◆ 操作要求
a: 根据 Explorer Series 示例回答：
(i) 用 Series.from_list([1, 2, 3, "a"]) 创建 Series 时，值 "a" 与哪个推断出的 dtype 不匹配？
(ii) 在"切片切块"部分，s[-1] 返回什么？
(iii) 在"比较"部分，用哪个函数比较 s 和 s1？
b: 接着 Series.equal(s, s1) 这一行，续写 Explorer Series 示例。

◆ 网页摘录
========

Series.from_list([1, 2, 3, "a"])
# the value "a" does not match the inferred dtype {:s, 64}
切片切块
s = 1..10 |> Enum.to_list() |> Series.from_list()
#Explorer.Series<
Polars[10]
s64 [1, 2, 3, 4, 5, 6, 7, 8, 9, 10]
>
s[1]
# 2
s[-1]
# 10
s[0..4]
#Explorer.Series<
Polars[3]
s64 [1, 5, 5]
>
s[[0, 4, 4]]
#Explorer.Series<
Polars[3]
s64 [1, 5, 5]
>
Series.to_list(s)
[1, 2, 3, 4, 5, 6, 7, 8, 9, 10]
比较
s = 1..11 |> Enum.to_list() |> Series.from_list()
#Explorer.Series<
Polars[11]
s64 [1, 2, 3, 4, 5, 6, 7, 8, 9, 10, 11]
>
s1 = 11..1//-1 |> Enum.to_list() |> Series.from_list()
#Explorer.Series<
Polars[11]
s64 [11, 10, 9, 8, 7, 6, 5, 4, 3, 2, 1]
>
Series.equal(s, s1)

========

◆ 摘录材料
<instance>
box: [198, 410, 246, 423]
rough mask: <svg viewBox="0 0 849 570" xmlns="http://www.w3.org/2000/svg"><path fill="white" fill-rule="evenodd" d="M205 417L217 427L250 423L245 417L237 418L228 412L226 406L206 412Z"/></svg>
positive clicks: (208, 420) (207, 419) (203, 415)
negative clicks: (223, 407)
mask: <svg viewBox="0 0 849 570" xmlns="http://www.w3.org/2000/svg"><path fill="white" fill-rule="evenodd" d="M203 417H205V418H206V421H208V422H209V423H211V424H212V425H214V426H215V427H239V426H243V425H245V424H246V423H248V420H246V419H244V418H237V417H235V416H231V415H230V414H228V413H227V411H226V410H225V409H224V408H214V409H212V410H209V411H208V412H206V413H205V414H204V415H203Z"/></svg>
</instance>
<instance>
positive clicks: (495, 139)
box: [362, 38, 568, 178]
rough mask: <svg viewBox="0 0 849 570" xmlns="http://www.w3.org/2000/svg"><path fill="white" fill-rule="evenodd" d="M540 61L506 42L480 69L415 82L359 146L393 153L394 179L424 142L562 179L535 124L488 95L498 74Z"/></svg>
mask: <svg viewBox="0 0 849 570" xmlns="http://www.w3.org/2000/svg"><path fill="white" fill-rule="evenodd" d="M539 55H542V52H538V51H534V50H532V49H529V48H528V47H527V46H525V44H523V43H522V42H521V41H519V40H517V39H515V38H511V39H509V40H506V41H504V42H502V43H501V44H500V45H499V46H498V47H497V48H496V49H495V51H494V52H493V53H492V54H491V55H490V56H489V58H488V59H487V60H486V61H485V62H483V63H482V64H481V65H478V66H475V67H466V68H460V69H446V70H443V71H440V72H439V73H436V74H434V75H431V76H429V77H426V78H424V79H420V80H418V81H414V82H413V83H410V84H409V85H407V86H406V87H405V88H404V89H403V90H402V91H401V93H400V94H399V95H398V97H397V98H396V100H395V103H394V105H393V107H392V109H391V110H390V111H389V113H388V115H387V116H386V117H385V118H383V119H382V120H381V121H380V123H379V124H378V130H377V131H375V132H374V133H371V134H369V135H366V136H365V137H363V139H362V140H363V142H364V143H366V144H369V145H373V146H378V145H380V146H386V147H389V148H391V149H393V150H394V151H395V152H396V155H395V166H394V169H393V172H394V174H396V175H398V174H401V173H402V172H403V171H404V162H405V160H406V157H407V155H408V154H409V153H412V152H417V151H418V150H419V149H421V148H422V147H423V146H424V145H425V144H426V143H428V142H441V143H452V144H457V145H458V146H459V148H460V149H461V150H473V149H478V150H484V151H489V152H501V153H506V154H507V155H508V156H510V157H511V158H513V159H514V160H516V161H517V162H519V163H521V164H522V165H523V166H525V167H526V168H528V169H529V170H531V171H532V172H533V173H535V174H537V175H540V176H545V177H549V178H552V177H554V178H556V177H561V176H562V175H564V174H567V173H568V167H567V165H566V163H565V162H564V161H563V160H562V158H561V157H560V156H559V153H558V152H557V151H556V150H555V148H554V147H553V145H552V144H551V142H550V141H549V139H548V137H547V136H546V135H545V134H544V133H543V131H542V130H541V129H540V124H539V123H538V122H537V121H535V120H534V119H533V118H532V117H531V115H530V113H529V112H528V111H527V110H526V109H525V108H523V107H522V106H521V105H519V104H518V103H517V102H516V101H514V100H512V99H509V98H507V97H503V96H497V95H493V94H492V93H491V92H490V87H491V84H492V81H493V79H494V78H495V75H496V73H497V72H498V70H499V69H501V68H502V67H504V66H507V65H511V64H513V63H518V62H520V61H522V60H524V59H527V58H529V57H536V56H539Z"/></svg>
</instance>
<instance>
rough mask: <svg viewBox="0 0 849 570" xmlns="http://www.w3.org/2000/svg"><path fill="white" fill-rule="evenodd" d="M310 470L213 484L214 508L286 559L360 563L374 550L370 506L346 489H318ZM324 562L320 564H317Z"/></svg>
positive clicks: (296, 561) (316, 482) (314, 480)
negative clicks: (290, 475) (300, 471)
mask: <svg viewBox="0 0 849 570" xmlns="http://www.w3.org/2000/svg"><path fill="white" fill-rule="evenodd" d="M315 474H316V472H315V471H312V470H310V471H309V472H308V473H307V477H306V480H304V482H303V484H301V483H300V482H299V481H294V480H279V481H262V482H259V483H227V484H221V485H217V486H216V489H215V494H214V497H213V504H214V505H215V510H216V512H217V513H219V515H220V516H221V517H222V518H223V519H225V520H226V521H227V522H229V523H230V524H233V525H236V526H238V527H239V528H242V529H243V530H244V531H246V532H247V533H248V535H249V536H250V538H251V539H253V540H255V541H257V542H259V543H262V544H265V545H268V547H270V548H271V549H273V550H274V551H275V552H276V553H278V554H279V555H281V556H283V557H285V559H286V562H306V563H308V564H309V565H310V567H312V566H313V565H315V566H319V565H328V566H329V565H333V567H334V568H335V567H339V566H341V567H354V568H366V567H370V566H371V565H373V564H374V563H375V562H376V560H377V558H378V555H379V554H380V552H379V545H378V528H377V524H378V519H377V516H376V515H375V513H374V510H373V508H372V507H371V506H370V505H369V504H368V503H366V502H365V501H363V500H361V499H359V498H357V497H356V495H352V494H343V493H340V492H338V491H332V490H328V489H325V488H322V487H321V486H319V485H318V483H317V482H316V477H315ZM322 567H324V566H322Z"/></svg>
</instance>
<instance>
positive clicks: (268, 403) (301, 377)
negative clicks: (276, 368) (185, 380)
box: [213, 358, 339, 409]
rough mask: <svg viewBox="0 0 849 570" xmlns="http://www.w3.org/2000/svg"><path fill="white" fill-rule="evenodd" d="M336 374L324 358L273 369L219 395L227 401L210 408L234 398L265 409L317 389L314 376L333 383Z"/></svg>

========

◆ 练习结果
a:
(i) {:s, 64}
(ii) 10
(iii) Series.equal

b:
#Explorer.Series<
Polars[11]
boolean [false, false, false, false, false, true, false, false, false, false,
false]
>
Series.equal(s, 5)
#Explorer.Series<
Polars[11]
boolean [false, false, false, false, true, false, false, false, false, false,
false]
>
Series.not_equal(s, 10)
#Explorer.Series<
Polars[11]
boolean [true, true, true, true, true, true, true, true, true, false, true]
>
Series.greater_equal(s, 4)
#Explorer.Series<
Polars[11]
boolean [false, false, false, true, true, true, true, true, true, true, true]
>
计算支持
Series.add(s, s1)
#Explorer.Series<
Polars[11]
s64 [12, 12, 12, 12, 12, 12, 12, 12, 12, 12, 12]
>
Series.subtract(s, 4)
#Explorer.Series<
Polars[11]
s64 [-3, -2, -1, 0, 1, 2, 3, 4, 5, 6, 7]
>
Series.multiply(s, s1)
#Explorer.Series<
Polars[11]
s64 [11, 20, 27, 32, 35, 36, 35, 32, 27, 20, 11]
>
兼容转换
s = Series.from_list([1, 2, 3])
#Explorer.Series<
Polars[3]
s64 [1, 2, 3]
>
s1 = Series.from_list([1.0, 2.0, 3.0])
#Explorer.Series<
Polars[3]
f64 [1.0, 2.0, 3.0]
>
Series.add(s, s1)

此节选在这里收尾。